§ WHAT IS REQUIRED: Swap "ambulance" for "rescue vehicle" in everything from the line containing "Might I trouble you for the coordinates of the ambulance tire" through the end of the listing, and give those lines back with nothing else changed.

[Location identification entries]
"""

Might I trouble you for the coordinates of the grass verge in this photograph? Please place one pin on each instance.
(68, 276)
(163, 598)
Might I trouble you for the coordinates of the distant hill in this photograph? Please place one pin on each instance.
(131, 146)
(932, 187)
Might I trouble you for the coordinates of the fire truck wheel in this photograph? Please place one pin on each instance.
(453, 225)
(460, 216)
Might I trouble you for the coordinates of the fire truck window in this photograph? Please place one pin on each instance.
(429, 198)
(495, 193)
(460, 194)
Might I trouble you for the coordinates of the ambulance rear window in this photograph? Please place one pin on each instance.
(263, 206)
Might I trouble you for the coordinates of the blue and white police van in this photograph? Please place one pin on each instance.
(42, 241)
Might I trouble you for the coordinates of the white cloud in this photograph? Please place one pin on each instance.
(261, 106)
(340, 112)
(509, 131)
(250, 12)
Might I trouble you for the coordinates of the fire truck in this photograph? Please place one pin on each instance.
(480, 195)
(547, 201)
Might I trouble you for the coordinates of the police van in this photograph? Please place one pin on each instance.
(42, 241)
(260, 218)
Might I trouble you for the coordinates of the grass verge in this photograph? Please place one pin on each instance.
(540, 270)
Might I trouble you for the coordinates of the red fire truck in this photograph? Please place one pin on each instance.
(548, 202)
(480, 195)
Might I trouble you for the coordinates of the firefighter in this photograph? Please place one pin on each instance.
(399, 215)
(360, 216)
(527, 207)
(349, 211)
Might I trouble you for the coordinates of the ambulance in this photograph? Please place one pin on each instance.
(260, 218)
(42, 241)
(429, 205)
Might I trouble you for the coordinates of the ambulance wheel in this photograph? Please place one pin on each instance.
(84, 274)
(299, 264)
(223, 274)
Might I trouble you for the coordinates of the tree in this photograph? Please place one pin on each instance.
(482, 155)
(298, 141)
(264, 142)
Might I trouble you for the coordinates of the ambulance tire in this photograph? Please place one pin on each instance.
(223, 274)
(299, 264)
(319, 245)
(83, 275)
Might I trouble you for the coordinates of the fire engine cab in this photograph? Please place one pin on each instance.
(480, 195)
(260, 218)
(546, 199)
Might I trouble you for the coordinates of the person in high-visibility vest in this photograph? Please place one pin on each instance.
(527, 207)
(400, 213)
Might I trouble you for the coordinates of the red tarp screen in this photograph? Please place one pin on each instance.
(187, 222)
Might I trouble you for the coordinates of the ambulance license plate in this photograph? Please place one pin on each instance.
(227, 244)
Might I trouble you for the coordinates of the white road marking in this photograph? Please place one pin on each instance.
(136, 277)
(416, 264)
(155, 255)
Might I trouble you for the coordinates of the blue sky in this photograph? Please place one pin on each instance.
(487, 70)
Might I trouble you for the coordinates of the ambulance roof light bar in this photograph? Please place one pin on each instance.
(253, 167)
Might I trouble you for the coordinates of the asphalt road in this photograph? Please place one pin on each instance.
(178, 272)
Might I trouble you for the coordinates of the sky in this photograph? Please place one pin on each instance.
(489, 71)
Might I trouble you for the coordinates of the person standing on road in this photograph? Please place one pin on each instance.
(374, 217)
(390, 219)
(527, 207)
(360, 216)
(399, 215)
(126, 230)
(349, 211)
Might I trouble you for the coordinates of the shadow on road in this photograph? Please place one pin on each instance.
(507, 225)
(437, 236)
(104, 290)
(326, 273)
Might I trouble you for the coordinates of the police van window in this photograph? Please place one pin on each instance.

"""

§ RESULT:
Might I trouble you for the coordinates of the rescue vehicle tire in this photograph? Please place one pin on each instance.
(223, 274)
(299, 264)
(319, 245)
(83, 275)
Might I trouble you for the coordinates of the fire engine cab in this photograph? Please place one pin on each instance.
(480, 195)
(260, 218)
(546, 199)
Might I trouble you for the coordinates of the person in high-visibility vest in this photograph? Please place one pin on each instance.
(527, 207)
(400, 213)
Might I trouble you for the coordinates of the red tarp screen in this photograph? Please place one pin on each instance.
(187, 222)
Might I trouble you for the coordinates of the rescue vehicle license plate in this photograph? Please place one pin on each instance.
(227, 244)
Might I trouble you for the coordinates of the white road marking in this photograph? Please place one pin on each instance.
(136, 277)
(416, 264)
(155, 255)
Might I trouble you for the coordinates of the blue sky in this photograph? Please place one pin on each instance.
(487, 70)
Might I trouble you for the coordinates of the rescue vehicle roof light bar in this photograph? Please place one pin on each instance.
(253, 167)
Might I trouble you for the coordinates of the asphalt road in this photograph? Please place one pin on each instance.
(178, 272)
Might I trouble you for the coordinates of the sky in this photograph? Please place one pin on each instance.
(489, 71)
Might I trouble you for the coordinates of the person standing on road in this photograph? Please place one pin on each instance.
(374, 217)
(390, 219)
(527, 207)
(360, 216)
(399, 215)
(126, 230)
(349, 211)
Might I trouble you for the coordinates of the shadow on road in this photograph? Please place one pin on each instance.
(507, 225)
(437, 236)
(104, 290)
(326, 273)
Might I trouble you for the coordinates of the police van window in this photograph? Please place one pin on each instance.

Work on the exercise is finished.